== SOURCE TEXT

Hi Raghav,
Thanks for your reply. My Class 1 is smaller in size than class 0. So, even if
the ‘sample_weights' introduce any bias ,
it should favour the class 1.
Regardless of the size bias of class 1 and class 0, I want to give more
importance to class 1 while splitting at tree
node using Gini impurity. The ‘class_weight’ parameter should have take care of
that. However, I do not see any
effect.
I will try specifying the ‘class_weight’ without specifying sample weight to
see if there is any change in the situation.
Thanks,
Mamun
> Hi Mamun,
>
> Scikit-learn's RandomForestClassifier has an option to set `class_weight`
> to "balanced". Have you tried that alone without specifying
> `sample_weights`?
>
> See this documentation -
> http://scikit-learn.org/stable/modules/generated/sklearn.ensemble.RandomForestClassifier.html#sklearn.ensemble.RandomForestClassifier
>
> <http://scikit-learn.org/stable/modules/generated/sklearn.ensemble.RandomForestClassifier.html#sklearn.ensemble.RandomForestClassifier>
>
>
> Is there a chance that what you try to achieve by `class_weights` is being
> undone by your `sample_weights`?
>
>
> Thanks.
> R
>
> On Tue, Mar 15, 2016 at 12:44 PM, Mamun Rashid <mamunbabu2...@gmail.com
> <mailto:mamunbabu2...@gmail.com>>
> wrote:
>
>> Hi All,
>> I have asked this question couple of weeks ago on the list. I have a two
>> class problem where my positive class ( Class 1 ) and negative class (
>> Class 0 )
>> is imbalanced. Secondly I care much less about the negative class. So, I
>> specified both class weight (to a random forest classifier) and sample
>> wright to
>> the fit function to give more importance to my positive class.

====
== PROVIDED MATERIAL

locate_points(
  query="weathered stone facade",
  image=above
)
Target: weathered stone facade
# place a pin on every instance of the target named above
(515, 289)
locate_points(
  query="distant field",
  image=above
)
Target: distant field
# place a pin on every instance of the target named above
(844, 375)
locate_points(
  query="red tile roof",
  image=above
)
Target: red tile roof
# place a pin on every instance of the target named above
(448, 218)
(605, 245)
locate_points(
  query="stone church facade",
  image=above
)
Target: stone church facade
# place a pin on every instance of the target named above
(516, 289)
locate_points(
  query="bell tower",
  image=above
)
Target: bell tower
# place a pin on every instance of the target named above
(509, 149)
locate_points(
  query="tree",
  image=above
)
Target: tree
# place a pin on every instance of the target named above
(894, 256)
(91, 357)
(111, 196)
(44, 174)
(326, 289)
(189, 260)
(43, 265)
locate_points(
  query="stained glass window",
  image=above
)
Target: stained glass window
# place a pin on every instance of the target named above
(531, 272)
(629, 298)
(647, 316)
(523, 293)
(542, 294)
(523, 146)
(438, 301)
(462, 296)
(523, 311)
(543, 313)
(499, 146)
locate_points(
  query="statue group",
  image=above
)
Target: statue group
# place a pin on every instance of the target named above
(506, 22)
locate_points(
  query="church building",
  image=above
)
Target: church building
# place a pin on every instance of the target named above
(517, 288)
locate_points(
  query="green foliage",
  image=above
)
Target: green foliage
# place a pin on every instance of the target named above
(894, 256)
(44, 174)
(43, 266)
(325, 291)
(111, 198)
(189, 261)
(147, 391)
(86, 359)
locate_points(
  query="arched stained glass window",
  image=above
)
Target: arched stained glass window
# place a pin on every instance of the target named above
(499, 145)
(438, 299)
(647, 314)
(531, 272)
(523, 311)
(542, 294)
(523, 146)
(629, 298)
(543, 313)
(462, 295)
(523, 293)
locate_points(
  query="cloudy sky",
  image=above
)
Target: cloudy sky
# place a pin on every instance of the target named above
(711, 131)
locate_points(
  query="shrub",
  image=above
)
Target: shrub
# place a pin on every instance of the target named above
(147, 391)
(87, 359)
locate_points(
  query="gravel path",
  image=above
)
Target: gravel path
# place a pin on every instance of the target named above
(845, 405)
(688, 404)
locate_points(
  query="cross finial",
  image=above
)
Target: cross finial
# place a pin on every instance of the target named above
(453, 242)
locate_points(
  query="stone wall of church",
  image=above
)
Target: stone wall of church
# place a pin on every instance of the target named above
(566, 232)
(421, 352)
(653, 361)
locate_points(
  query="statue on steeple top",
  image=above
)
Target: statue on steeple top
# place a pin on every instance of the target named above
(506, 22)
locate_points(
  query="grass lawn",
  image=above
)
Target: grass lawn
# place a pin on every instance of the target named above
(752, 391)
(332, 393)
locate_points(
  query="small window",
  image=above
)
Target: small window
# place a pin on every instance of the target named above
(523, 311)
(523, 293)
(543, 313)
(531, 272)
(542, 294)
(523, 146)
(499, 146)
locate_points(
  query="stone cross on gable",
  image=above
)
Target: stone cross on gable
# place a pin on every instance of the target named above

====

TASK INSTRUCTIONS:
1. Answer these questions from the email thread about random forest class weights:
(a) According to Mamun's reply, which class is smaller in size?
(b) To what value does Raghav suggest setting `class_weight`?
(c) In the original message, which class does the writer say they care much less about?
2. Continue the email thread about random forest class weights, starting right after its final sentence.
The items have nothing to do with the text.

THE RESULTS:
1.
(a) Class 1.
(b) "balanced".
(c) The negative class, Class 0.

2.
>>
>> cl_weight = {0:weight1, 1:weight2}
>>
>> clf = RandomForestClassifier(n_estimators=400, max_depth=None,
>> min_samples_split=2, random_state=0, oob_score=True, class_weight =
>> cl_weight, criterion=*?g**ini*")
>>
>> sample_weight = np.array([weight if m == 1 else 1 for m in
>> df_tr[label_column]])
>>
>> y_pred = clf.fit(X_tr, y_tr,sample_weight= sample_weight).predict(X_te)
>>
>>
>> Despite specifying dramatically different class weight I do not observe much
>> difference.
>> Example :: cl_weight = {0:0.001, 1:0.999} and cl_weight = {0:0.50, 1:0.50}.
>> Am I passing the class weight correctly ?
>>
>>
>> I am giving example of two folds from these two runs :: Fold 1 and Fold 2.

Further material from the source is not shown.